◆ TASK DATA
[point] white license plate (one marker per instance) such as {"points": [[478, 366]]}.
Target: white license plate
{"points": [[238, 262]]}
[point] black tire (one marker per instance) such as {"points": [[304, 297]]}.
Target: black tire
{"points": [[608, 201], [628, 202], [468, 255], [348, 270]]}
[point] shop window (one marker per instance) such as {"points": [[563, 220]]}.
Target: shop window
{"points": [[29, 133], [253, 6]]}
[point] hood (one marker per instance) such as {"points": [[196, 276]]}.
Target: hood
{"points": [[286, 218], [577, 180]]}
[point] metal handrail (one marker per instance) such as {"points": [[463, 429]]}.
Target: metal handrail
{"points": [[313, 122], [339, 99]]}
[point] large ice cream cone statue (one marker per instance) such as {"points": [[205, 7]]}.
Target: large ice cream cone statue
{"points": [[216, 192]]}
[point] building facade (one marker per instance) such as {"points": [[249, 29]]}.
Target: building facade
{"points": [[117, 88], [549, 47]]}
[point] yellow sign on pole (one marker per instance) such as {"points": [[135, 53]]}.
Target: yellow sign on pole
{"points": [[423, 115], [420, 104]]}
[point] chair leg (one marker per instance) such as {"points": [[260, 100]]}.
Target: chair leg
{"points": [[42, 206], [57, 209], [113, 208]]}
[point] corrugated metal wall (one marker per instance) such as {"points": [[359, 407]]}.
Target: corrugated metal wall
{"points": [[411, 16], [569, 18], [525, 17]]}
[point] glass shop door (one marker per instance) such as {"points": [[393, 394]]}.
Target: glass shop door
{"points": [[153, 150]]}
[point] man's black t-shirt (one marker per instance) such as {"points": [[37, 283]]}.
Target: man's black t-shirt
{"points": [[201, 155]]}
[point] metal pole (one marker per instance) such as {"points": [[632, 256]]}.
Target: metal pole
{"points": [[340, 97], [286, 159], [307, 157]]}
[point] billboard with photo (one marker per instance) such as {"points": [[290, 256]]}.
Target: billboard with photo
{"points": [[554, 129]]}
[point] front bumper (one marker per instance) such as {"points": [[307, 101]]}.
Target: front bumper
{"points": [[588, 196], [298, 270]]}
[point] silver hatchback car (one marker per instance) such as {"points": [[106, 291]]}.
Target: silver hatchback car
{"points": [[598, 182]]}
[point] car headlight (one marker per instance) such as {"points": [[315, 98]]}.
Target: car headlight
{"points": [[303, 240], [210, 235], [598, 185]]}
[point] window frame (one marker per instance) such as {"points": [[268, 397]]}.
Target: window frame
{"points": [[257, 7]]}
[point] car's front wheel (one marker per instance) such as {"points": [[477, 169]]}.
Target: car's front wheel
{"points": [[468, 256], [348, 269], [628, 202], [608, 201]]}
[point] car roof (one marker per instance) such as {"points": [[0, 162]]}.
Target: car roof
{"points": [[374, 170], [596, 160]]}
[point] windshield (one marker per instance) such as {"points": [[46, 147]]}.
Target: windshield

◆ ASSIGNMENT
Reproduce every entry, word for word.

◆ WRITTEN REPLY
[point] white license plate (one marker per instance) such as {"points": [[478, 366]]}.
Target: white license plate
{"points": [[238, 262]]}
[point] black tire (one marker per instance) such as {"points": [[304, 297]]}.
Target: black tire
{"points": [[608, 201], [628, 202], [468, 255], [348, 270]]}
[point] shop window (one marker per instance) such as {"points": [[563, 220]]}.
Target: shop window
{"points": [[29, 133], [253, 6]]}
[point] hood (one marker per instance) such as {"points": [[196, 276]]}.
Target: hood
{"points": [[286, 218], [577, 180]]}
[point] metal handrail (one marker per instance) such as {"points": [[463, 429]]}.
Target: metal handrail
{"points": [[313, 122], [339, 99]]}
[point] large ice cream cone statue (one marker per instance) such as {"points": [[205, 7]]}.
Target: large ice cream cone statue
{"points": [[216, 192]]}
[point] building facade (one marker per instance) such as {"points": [[249, 29]]}.
Target: building facade
{"points": [[117, 88], [549, 47]]}
[point] yellow sign on pole (one marker per instance) such as {"points": [[135, 53]]}.
Target: yellow sign on pole
{"points": [[423, 115], [420, 104]]}
[point] chair leg (one marker per instance) such as {"points": [[260, 100]]}.
Target: chair leg
{"points": [[42, 206], [57, 209], [113, 208]]}
[point] corrugated metal wall (one marker per instance) such as {"points": [[359, 407]]}.
Target: corrugated metal wall
{"points": [[411, 16], [569, 18], [525, 17]]}
[point] glass shop door (one marker per instance) such as {"points": [[393, 394]]}.
Target: glass shop door
{"points": [[153, 150]]}
[point] man's black t-shirt (one marker per instance) such as {"points": [[37, 283]]}.
Target: man's black t-shirt
{"points": [[201, 155]]}
[point] metal pole (one marker per instance) such as {"points": [[632, 256]]}.
Target: metal pole
{"points": [[340, 97], [286, 159], [307, 157]]}
[point] billboard with photo (one marker per instance) such as {"points": [[290, 256]]}.
Target: billboard with photo
{"points": [[554, 129]]}
[point] front bumper (one marker per instance) such as {"points": [[307, 101]]}.
Target: front bumper
{"points": [[588, 196], [298, 270]]}
[point] silver hatchback car (one marker per instance) such as {"points": [[106, 291]]}.
Target: silver hatchback car
{"points": [[598, 182]]}
[point] car headlight (one marker per instance) such as {"points": [[315, 98]]}.
Target: car headlight
{"points": [[303, 240], [210, 235], [598, 185]]}
[point] window frame (one marker per instance) such as {"points": [[268, 397]]}.
Target: window frame
{"points": [[257, 7]]}
[point] car's front wheel (one marker per instance) such as {"points": [[477, 169]]}.
Target: car's front wheel
{"points": [[468, 256], [348, 269], [628, 202], [608, 201]]}
[point] car roof (one marker per instance) such as {"points": [[0, 162]]}.
Target: car roof
{"points": [[374, 170], [596, 160]]}
[point] windshield (one marker per instance) such as {"points": [[46, 147]]}.
Target: windshield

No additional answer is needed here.